WORK REQUIRED:
Copy out the material from the line with "point: bird -- drop" to the line with "column 232, row 146", both lines included, word for word.

== SUPPLIED RECORDS ==

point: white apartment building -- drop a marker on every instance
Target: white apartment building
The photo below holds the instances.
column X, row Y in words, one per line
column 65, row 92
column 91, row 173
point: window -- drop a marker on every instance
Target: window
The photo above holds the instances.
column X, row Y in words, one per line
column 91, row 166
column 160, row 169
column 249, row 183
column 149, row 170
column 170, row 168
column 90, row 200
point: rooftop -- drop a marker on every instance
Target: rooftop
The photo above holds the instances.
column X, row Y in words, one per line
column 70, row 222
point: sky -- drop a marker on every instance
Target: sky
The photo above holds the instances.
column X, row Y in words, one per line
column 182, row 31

===
== SUPPLIED RECORDS ==

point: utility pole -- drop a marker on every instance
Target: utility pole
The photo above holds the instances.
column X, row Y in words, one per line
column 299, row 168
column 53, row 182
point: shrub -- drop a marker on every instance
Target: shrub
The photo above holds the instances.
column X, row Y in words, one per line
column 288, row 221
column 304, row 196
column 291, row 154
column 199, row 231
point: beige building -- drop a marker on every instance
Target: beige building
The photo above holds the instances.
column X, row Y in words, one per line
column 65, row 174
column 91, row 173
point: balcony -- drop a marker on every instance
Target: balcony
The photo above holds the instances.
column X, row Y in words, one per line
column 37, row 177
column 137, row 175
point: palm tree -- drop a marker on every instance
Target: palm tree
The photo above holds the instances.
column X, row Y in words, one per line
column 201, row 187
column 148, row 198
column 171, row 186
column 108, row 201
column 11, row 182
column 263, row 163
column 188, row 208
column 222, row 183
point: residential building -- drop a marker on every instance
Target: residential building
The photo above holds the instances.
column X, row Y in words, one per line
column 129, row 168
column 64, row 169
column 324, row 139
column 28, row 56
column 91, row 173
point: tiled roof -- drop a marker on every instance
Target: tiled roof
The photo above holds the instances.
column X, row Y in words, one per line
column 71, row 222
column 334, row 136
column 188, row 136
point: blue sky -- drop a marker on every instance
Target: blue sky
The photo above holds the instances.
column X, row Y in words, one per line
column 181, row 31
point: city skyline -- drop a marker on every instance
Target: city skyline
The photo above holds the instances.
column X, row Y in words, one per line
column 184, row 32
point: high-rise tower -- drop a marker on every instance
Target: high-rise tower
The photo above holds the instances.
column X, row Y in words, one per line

===
== SUPPLIED RECORDS ==

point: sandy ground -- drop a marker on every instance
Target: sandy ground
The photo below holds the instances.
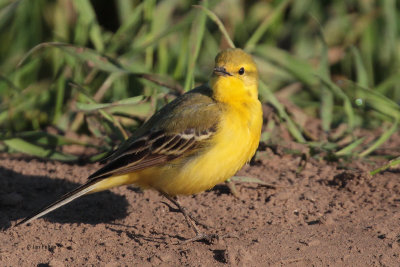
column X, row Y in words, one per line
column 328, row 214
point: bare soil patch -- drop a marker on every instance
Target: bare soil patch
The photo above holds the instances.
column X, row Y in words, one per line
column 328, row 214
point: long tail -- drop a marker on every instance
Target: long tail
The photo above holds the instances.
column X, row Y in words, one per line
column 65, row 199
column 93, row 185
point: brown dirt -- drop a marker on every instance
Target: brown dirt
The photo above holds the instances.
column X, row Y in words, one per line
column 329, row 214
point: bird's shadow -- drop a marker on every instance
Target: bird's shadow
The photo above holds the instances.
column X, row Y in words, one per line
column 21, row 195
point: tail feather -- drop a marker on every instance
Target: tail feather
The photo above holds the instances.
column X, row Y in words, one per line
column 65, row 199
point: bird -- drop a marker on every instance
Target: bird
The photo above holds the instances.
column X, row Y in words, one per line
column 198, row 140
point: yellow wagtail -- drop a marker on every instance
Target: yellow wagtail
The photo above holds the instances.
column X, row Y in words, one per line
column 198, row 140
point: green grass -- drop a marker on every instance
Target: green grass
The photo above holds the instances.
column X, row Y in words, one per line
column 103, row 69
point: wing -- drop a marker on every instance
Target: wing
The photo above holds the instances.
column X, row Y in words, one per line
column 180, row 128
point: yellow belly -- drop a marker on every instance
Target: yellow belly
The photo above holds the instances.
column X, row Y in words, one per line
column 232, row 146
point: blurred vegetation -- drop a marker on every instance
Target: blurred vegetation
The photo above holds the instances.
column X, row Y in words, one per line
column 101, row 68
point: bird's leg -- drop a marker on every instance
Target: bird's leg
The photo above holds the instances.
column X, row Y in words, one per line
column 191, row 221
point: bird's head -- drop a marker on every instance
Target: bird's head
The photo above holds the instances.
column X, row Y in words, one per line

===

TASK SOLUTION:
point: bird -- drop a marker on every instance
Target: bird
The photo above holds the instances.
column X, row Y in words, one per line
column 198, row 140
point: yellow wagtail -- drop a marker on every instance
Target: yellow wagtail
The photo above holds the instances.
column X, row Y in words, one per line
column 198, row 140
point: green grass -- drop a marker on every instance
Target: green grass
The photo above holds the instances.
column X, row Y in words, one per line
column 103, row 69
point: wing -- drop a marker on every instance
Target: wing
The photo above holds the instances.
column X, row Y in words, one per line
column 180, row 128
point: yellow belly -- drop a marker on every instance
Target: yellow belly
The photo above holds the instances.
column X, row Y in words, one per line
column 232, row 146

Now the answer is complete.